The 75% Savings Claim

One-Line Summary: Ruflo's headline claim of "75% API cost savings vs. Claude Code direct" is plausible but conditional on workload — the savings come from prompt caching discipline + multi-provider routing + parallel tool calls + cheaper-model fallback; this concept audits the claim and shows where it does and doesn't hold.

Prerequisites: Harness cost models, prompt and context caching, model routing in harnesses

The Claim

Ruflo (May 2026 messaging) advertises ~75% cost reduction vs. running the same workload directly through Claude Code. This is a real claim made in their marketing and tutorial materials. The question for course purposes: is it true, and under what conditions?

What Drives the Savings

Stack-ranking the contributors to ruflo's savings (approximate, based on documented behaviors):

Prompt caching discipline (~40% of the savings). Ruflo's prompt structure is engineered for high cache hit rates. Long stable prefixes, careful breakpoints, explicit cache markers. Hit rates of 92%+ translate to cache-rate savings of ~70% on those tokens.
Model routing across providers (~20%). Cheap models for routing/classification turns; mid-tier for routine work; frontier for hard reasoning. Multiplied by routing accuracy of ~89%.
Parallel tool calls (~10%). One model response can fire 4–6 tools simultaneously, amortizing the model call across multiple actions.
Cheaper-model fallback (~5%). When routing chooses a smaller model that succeeds, no large-model call needed.

» Excerpted records:
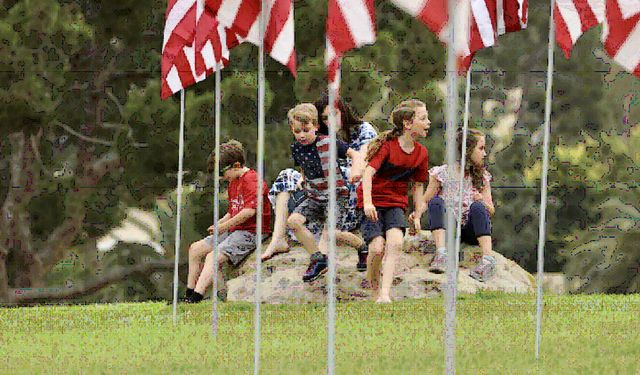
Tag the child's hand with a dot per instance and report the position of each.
(370, 212)
(415, 220)
(355, 176)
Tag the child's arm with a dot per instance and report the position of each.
(432, 190)
(486, 198)
(418, 205)
(367, 180)
(241, 217)
(357, 165)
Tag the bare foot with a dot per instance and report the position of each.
(276, 246)
(384, 299)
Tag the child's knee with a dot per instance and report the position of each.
(295, 221)
(376, 247)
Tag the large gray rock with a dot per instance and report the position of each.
(282, 277)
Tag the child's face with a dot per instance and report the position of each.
(325, 117)
(305, 134)
(479, 153)
(419, 126)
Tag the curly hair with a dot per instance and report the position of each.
(476, 172)
(404, 111)
(231, 152)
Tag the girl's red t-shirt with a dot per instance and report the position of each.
(394, 170)
(242, 194)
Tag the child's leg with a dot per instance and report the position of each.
(480, 221)
(392, 253)
(436, 221)
(278, 242)
(297, 220)
(374, 262)
(197, 251)
(206, 276)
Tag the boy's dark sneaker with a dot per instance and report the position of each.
(317, 267)
(362, 258)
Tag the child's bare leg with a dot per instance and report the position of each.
(392, 253)
(279, 242)
(303, 235)
(374, 260)
(197, 251)
(349, 239)
(206, 277)
(485, 245)
(438, 237)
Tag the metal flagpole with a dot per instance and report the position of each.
(260, 197)
(331, 223)
(179, 209)
(451, 114)
(216, 203)
(463, 160)
(545, 172)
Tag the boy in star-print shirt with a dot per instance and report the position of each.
(311, 153)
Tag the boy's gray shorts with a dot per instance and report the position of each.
(317, 211)
(236, 245)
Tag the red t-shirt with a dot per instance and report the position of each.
(242, 194)
(394, 170)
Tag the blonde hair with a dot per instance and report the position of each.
(230, 153)
(304, 113)
(404, 111)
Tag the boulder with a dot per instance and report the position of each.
(282, 276)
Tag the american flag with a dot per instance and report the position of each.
(241, 18)
(573, 18)
(178, 52)
(621, 33)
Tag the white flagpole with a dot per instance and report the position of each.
(545, 172)
(216, 203)
(451, 114)
(260, 198)
(463, 160)
(178, 208)
(331, 223)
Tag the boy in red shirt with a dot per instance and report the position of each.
(394, 160)
(237, 229)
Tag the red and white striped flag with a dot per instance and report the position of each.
(178, 54)
(621, 33)
(241, 17)
(477, 23)
(350, 24)
(573, 18)
(211, 42)
(513, 15)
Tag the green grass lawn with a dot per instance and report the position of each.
(593, 334)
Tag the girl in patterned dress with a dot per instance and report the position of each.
(286, 192)
(477, 205)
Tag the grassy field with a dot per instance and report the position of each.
(593, 334)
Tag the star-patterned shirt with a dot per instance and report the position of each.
(315, 166)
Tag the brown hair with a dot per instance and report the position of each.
(304, 113)
(230, 153)
(470, 169)
(404, 111)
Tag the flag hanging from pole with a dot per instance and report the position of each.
(573, 18)
(477, 27)
(621, 33)
(178, 53)
(513, 15)
(242, 18)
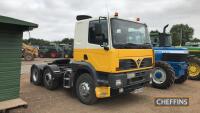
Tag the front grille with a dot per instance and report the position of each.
(126, 64)
(146, 62)
(174, 57)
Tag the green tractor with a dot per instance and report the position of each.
(194, 62)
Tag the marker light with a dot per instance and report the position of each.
(116, 13)
(137, 19)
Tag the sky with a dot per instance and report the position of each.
(56, 18)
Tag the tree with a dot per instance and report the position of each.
(181, 33)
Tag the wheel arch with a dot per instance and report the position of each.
(83, 67)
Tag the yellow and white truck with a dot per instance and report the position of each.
(111, 56)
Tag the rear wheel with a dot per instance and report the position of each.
(28, 57)
(85, 89)
(194, 68)
(41, 55)
(53, 54)
(49, 80)
(163, 76)
(35, 78)
(182, 79)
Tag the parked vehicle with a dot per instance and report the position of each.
(194, 62)
(50, 51)
(29, 52)
(171, 62)
(101, 66)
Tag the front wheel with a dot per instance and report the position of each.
(163, 76)
(85, 89)
(194, 68)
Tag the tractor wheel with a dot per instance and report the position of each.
(49, 80)
(163, 75)
(28, 57)
(36, 77)
(85, 89)
(182, 79)
(194, 68)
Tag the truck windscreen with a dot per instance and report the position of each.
(128, 34)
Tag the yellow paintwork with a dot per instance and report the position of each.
(108, 61)
(194, 69)
(102, 92)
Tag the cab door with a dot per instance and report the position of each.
(95, 54)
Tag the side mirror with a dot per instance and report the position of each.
(98, 29)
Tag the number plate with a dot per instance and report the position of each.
(130, 75)
(139, 90)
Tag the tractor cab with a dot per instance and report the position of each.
(170, 57)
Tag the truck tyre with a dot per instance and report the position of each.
(163, 75)
(35, 77)
(194, 68)
(182, 79)
(85, 89)
(41, 55)
(49, 80)
(28, 57)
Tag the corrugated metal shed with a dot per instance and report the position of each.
(11, 33)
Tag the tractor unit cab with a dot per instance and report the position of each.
(110, 56)
(170, 61)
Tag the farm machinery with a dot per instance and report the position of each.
(171, 62)
(29, 52)
(194, 61)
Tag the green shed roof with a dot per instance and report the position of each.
(9, 20)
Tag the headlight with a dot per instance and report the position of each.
(118, 83)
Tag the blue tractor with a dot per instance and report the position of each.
(171, 62)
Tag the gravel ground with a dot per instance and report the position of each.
(41, 100)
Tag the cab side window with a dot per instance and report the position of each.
(92, 38)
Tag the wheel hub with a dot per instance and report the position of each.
(84, 89)
(194, 69)
(159, 76)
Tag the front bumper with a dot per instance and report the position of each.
(129, 81)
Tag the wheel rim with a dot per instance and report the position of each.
(28, 57)
(48, 78)
(159, 76)
(35, 75)
(84, 89)
(194, 69)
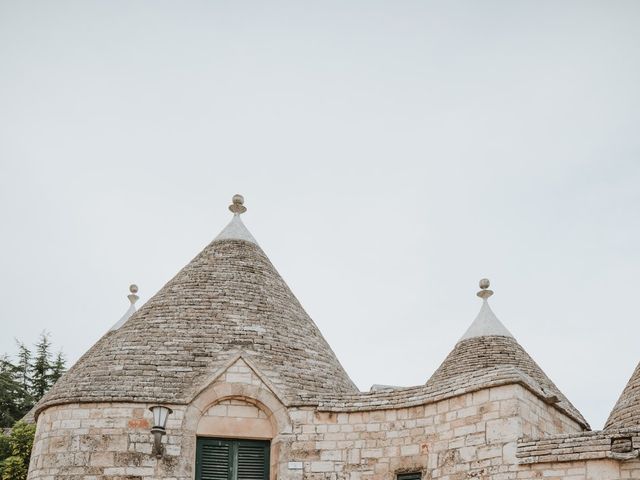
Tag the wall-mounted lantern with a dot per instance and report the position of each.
(160, 415)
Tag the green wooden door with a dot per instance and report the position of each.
(222, 459)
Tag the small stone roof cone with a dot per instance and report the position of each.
(626, 412)
(488, 350)
(133, 298)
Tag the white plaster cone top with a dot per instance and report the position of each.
(236, 230)
(486, 324)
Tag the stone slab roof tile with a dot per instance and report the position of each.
(229, 300)
(626, 412)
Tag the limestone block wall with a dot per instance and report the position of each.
(469, 436)
(473, 435)
(92, 441)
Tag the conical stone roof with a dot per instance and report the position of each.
(489, 350)
(626, 413)
(228, 301)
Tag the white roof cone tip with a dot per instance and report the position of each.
(133, 298)
(486, 324)
(236, 230)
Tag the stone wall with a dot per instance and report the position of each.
(473, 435)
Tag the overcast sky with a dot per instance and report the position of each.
(391, 154)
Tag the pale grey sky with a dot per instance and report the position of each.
(390, 153)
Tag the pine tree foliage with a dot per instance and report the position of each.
(24, 382)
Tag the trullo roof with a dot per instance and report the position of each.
(488, 350)
(228, 301)
(626, 413)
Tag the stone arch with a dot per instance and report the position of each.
(203, 417)
(261, 397)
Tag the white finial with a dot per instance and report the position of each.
(484, 293)
(237, 207)
(133, 298)
(486, 323)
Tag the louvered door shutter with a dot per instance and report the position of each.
(221, 459)
(253, 460)
(214, 459)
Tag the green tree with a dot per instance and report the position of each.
(41, 368)
(12, 394)
(20, 440)
(23, 368)
(58, 368)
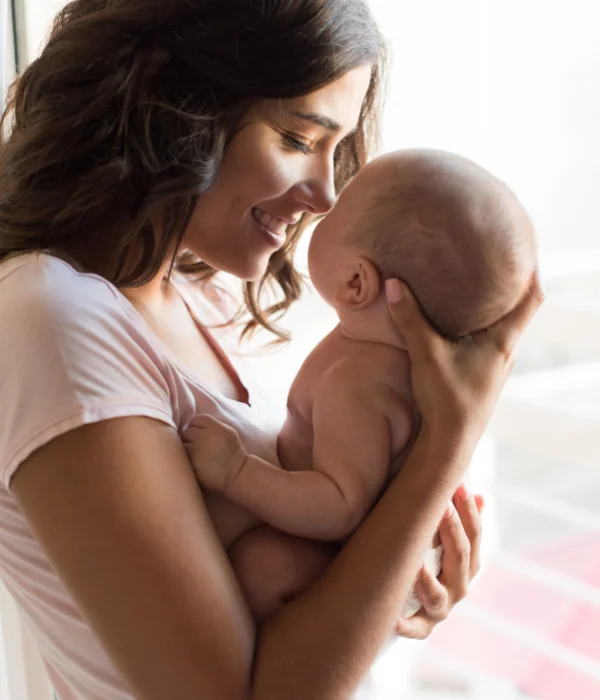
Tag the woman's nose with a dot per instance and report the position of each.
(317, 192)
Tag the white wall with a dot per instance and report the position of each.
(514, 84)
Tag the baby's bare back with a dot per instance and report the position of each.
(383, 371)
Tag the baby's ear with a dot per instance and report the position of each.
(360, 287)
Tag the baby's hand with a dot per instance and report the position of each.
(215, 451)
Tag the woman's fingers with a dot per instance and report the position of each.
(509, 329)
(469, 514)
(433, 596)
(435, 608)
(456, 560)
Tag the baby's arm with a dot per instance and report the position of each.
(352, 446)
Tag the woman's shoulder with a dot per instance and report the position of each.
(37, 284)
(72, 352)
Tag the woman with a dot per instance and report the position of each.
(150, 135)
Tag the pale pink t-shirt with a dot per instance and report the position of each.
(73, 350)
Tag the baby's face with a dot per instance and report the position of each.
(330, 256)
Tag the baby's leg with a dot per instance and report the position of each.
(274, 567)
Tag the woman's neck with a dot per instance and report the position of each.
(155, 293)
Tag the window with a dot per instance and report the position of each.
(512, 84)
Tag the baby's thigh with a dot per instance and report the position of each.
(274, 567)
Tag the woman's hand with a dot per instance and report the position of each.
(215, 452)
(456, 384)
(460, 534)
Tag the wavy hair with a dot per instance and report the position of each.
(129, 109)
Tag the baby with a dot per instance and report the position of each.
(465, 246)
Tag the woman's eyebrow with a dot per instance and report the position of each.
(318, 119)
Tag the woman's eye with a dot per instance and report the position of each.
(296, 143)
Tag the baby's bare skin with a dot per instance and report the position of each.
(273, 566)
(461, 239)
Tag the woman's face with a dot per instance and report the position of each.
(278, 166)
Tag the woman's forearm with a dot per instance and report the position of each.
(322, 644)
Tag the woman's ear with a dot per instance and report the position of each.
(360, 287)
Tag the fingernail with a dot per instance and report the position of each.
(463, 492)
(394, 291)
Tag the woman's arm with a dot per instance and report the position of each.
(133, 542)
(351, 457)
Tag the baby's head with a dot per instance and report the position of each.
(454, 233)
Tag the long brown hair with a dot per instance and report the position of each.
(130, 106)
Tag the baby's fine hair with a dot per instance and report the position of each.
(454, 233)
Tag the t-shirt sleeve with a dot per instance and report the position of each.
(71, 352)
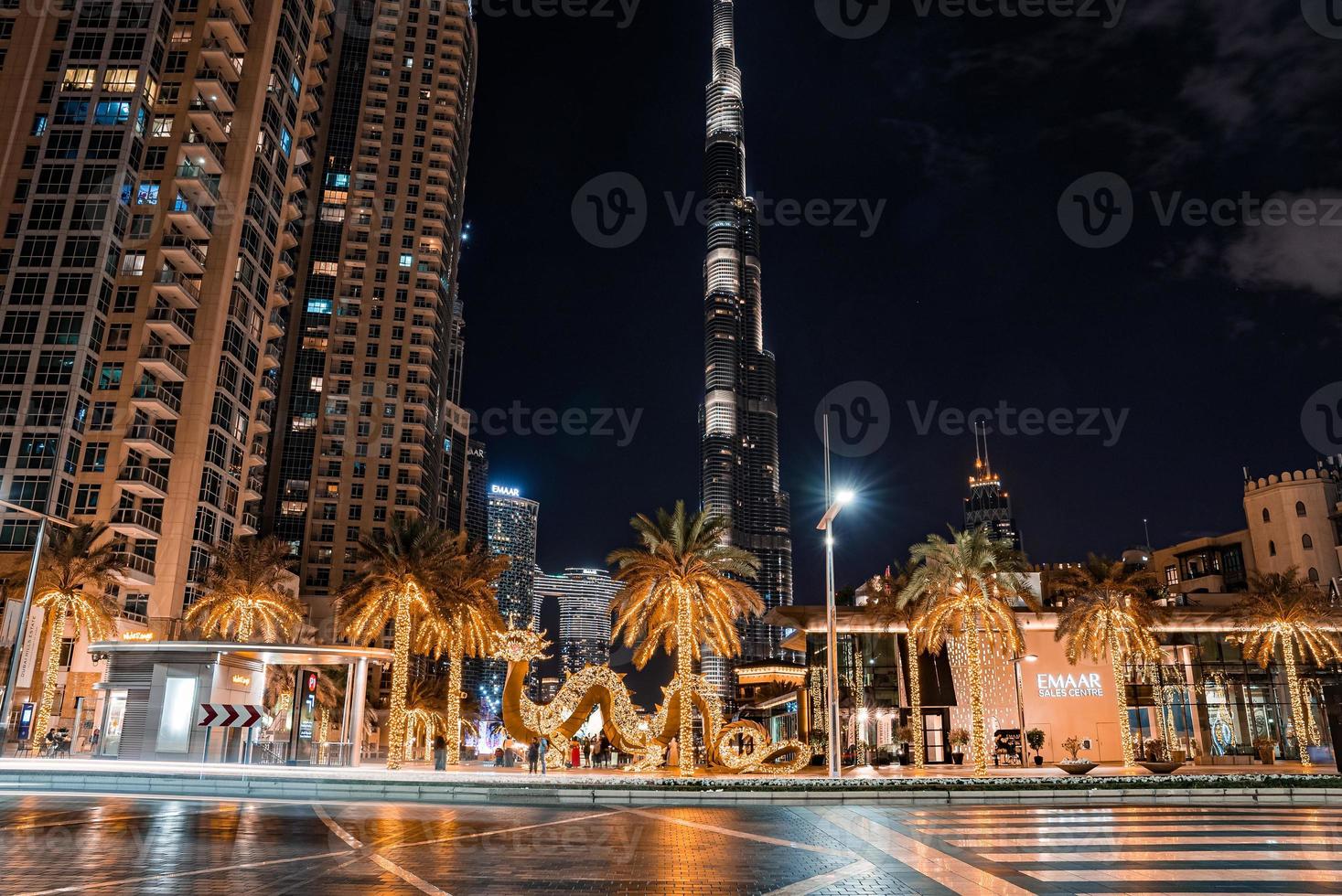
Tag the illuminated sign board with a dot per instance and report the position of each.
(1069, 686)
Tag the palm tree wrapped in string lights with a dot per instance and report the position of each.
(1109, 612)
(968, 588)
(1284, 611)
(682, 589)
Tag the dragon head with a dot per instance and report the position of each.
(521, 645)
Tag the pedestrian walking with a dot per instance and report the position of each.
(439, 754)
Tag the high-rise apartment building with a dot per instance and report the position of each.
(738, 417)
(370, 427)
(584, 597)
(153, 187)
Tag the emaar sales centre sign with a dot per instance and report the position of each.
(1069, 686)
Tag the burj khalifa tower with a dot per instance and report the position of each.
(738, 419)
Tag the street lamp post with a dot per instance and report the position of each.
(1020, 702)
(16, 654)
(833, 503)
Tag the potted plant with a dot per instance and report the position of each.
(1153, 750)
(905, 738)
(1035, 738)
(959, 740)
(1074, 764)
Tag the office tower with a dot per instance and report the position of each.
(738, 417)
(370, 427)
(988, 503)
(155, 187)
(477, 493)
(584, 596)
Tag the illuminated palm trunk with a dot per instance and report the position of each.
(400, 679)
(684, 674)
(1298, 709)
(454, 700)
(244, 625)
(976, 697)
(48, 682)
(916, 699)
(1125, 729)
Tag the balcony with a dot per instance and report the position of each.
(135, 571)
(227, 30)
(186, 255)
(209, 120)
(171, 325)
(135, 523)
(144, 482)
(200, 151)
(191, 219)
(177, 289)
(195, 183)
(164, 362)
(151, 440)
(157, 400)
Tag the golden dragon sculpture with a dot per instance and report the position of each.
(735, 746)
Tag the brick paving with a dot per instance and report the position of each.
(172, 845)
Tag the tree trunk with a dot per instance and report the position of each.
(454, 700)
(916, 700)
(48, 682)
(976, 697)
(1125, 729)
(1298, 709)
(684, 675)
(400, 679)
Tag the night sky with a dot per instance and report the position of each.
(968, 294)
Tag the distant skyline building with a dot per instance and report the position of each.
(738, 419)
(988, 503)
(584, 597)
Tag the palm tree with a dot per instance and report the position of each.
(465, 623)
(1284, 611)
(1108, 612)
(246, 593)
(966, 588)
(395, 581)
(682, 589)
(890, 611)
(72, 580)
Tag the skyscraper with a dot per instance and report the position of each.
(988, 503)
(738, 417)
(370, 425)
(584, 596)
(155, 183)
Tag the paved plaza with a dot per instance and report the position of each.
(55, 844)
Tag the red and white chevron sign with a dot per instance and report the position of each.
(227, 715)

» Task goal:
According to the 75% savings text, how many tools can one model response fire simultaneously? The rows come from a separate source, not from the 75% savings text.

» Solution to the exercise:
One model response can fire 4–6 tools simultaneously.